==== Material to process
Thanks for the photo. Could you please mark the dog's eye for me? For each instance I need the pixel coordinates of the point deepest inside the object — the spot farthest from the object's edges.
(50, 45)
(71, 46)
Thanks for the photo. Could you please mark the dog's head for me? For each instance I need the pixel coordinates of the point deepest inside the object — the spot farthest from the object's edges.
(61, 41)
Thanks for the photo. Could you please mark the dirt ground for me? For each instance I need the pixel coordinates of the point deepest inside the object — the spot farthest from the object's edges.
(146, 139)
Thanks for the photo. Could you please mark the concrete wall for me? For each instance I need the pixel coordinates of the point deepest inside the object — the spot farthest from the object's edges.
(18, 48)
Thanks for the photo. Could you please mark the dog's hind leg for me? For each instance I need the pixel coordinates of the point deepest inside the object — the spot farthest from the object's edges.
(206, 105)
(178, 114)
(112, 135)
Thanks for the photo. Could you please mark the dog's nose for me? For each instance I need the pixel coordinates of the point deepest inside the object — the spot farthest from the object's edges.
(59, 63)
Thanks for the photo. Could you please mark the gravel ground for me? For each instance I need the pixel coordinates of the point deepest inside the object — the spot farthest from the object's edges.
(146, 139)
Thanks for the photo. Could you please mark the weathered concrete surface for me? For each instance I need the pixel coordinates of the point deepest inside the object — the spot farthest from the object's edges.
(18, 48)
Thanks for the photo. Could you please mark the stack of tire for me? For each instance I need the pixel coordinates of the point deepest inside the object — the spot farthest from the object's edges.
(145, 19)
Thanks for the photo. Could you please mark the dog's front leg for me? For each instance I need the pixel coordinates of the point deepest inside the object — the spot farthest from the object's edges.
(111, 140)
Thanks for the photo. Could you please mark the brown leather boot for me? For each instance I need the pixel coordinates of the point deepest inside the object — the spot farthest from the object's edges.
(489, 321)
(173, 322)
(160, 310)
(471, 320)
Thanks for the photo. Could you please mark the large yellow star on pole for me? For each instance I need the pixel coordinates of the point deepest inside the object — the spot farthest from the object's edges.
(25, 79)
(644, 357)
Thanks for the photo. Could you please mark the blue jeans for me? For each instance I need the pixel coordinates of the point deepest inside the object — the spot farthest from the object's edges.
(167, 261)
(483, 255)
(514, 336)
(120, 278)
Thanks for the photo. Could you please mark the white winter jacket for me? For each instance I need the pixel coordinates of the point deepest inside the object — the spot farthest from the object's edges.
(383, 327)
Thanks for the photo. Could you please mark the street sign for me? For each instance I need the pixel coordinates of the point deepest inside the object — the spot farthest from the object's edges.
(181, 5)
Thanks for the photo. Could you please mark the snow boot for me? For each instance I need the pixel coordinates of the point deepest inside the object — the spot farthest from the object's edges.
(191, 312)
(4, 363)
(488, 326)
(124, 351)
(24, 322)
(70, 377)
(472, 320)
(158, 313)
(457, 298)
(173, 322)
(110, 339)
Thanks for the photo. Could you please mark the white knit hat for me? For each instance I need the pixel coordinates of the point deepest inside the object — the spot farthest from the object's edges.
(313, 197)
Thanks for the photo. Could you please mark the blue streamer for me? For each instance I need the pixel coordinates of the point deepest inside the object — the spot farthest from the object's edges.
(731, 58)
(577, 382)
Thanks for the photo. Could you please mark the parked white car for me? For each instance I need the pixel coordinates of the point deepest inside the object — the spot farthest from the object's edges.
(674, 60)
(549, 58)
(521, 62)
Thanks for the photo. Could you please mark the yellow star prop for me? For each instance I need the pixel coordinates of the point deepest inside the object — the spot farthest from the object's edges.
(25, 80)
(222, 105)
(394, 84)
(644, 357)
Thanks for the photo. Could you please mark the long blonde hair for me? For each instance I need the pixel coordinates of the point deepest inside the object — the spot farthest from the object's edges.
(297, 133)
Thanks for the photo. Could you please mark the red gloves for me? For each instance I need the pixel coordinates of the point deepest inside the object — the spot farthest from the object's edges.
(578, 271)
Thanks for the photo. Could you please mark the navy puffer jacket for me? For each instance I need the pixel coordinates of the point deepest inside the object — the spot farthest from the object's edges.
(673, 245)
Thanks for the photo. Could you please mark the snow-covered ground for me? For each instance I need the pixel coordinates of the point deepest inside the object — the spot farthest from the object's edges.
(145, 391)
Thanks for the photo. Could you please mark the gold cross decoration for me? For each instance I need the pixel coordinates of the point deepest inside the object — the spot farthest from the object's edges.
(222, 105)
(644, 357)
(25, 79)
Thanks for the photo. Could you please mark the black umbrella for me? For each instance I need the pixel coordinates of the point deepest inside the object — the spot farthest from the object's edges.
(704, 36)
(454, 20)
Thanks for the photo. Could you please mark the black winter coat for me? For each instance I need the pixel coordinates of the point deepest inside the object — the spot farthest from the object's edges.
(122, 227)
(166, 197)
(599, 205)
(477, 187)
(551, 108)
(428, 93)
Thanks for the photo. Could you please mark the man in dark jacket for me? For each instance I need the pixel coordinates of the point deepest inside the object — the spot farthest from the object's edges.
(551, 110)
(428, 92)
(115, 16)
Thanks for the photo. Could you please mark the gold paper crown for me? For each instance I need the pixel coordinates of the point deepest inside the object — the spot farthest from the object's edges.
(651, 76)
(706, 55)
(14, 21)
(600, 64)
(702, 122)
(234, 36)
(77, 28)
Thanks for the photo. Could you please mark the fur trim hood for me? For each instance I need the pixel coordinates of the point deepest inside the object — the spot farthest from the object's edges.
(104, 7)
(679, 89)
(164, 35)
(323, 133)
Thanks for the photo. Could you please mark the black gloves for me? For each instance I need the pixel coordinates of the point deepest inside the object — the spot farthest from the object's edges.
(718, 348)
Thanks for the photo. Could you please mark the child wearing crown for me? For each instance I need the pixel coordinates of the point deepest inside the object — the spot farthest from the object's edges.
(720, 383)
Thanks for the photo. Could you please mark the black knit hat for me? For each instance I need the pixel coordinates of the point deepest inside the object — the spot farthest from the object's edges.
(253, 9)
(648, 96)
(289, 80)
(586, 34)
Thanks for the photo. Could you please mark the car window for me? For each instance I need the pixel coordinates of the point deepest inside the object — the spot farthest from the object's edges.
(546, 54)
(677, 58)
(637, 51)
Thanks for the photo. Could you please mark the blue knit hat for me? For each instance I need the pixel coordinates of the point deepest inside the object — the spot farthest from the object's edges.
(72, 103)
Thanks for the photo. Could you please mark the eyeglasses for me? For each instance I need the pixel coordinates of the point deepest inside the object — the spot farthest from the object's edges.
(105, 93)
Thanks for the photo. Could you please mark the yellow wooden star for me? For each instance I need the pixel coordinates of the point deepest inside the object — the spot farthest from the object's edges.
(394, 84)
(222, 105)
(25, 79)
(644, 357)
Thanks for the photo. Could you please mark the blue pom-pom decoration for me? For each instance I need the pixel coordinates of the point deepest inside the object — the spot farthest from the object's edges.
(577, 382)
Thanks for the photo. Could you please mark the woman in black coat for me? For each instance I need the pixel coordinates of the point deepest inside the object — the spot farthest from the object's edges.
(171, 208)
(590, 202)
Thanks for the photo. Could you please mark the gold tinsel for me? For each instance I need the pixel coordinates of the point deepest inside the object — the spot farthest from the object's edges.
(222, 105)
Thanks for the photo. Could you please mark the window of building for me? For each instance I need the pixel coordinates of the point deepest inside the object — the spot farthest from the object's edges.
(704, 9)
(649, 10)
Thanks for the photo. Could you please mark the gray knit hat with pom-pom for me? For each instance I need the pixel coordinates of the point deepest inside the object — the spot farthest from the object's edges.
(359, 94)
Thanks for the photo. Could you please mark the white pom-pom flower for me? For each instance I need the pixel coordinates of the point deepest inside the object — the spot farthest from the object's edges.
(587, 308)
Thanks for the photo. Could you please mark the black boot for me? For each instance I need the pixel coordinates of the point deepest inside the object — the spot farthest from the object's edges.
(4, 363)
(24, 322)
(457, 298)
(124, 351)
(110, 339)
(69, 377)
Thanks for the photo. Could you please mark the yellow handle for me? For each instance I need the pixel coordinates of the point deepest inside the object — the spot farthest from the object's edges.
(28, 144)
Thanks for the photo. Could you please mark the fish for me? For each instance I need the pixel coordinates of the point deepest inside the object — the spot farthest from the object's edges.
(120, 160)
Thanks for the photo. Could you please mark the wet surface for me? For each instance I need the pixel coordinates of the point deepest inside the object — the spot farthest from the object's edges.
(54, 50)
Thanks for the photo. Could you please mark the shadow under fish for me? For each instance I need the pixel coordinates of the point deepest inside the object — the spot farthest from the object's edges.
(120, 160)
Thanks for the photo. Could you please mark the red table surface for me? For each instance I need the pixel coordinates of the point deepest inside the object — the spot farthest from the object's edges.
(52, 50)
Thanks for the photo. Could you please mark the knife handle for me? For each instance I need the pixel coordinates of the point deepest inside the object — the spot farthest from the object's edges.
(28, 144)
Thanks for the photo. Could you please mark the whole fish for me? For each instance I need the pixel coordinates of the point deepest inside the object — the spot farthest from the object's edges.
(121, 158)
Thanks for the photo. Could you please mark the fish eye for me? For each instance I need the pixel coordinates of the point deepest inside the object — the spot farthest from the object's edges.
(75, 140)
========
### What you will do
Exactly the lines from the line holding "Thanks for the photo. Could you please mark the fish for" through the close of the listing above make up the answer; include nothing else.

### Output of the exercise
Thanks for the photo. Could you please mark the fish for me? For each instance I need the pixel coordinates of the point deepest inside the object — the spot farthest from the object's edges.
(120, 160)
Thanks for the photo. Could you please mark the wet surface for me? For each instance I need the pixel coordinates of the point deepest inside the object — the spot farthest from the object's edges.
(54, 50)
Thanks for the photo. Could you please mark the shadow under fish for me? For each instance I need the pixel coordinates of the point deepest inside the object — the spot farthest from the object's edges.
(120, 160)
Thanks for the photo. Could you please mark the red table surface for me? For each instance I need the pixel coordinates of the point deepest inside the object — the spot farthest from the object's edges.
(52, 50)
Thanks for the photo. Could you please mark the knife handle for me? For each instance I need the pixel coordinates of the point deepest inside the object — the spot farthest from the object's edges.
(28, 144)
Thanks for the photo. Could you please mark the whole fish for me? For each instance I need the pixel coordinates of the point deepest inside the object — the spot farthest from the object's edges.
(121, 158)
Thanks for the photo. Could you please mark the fish eye for me? For each instance I need the pixel coordinates of the point deepest inside the object — the spot farthest from the object's edges.
(75, 140)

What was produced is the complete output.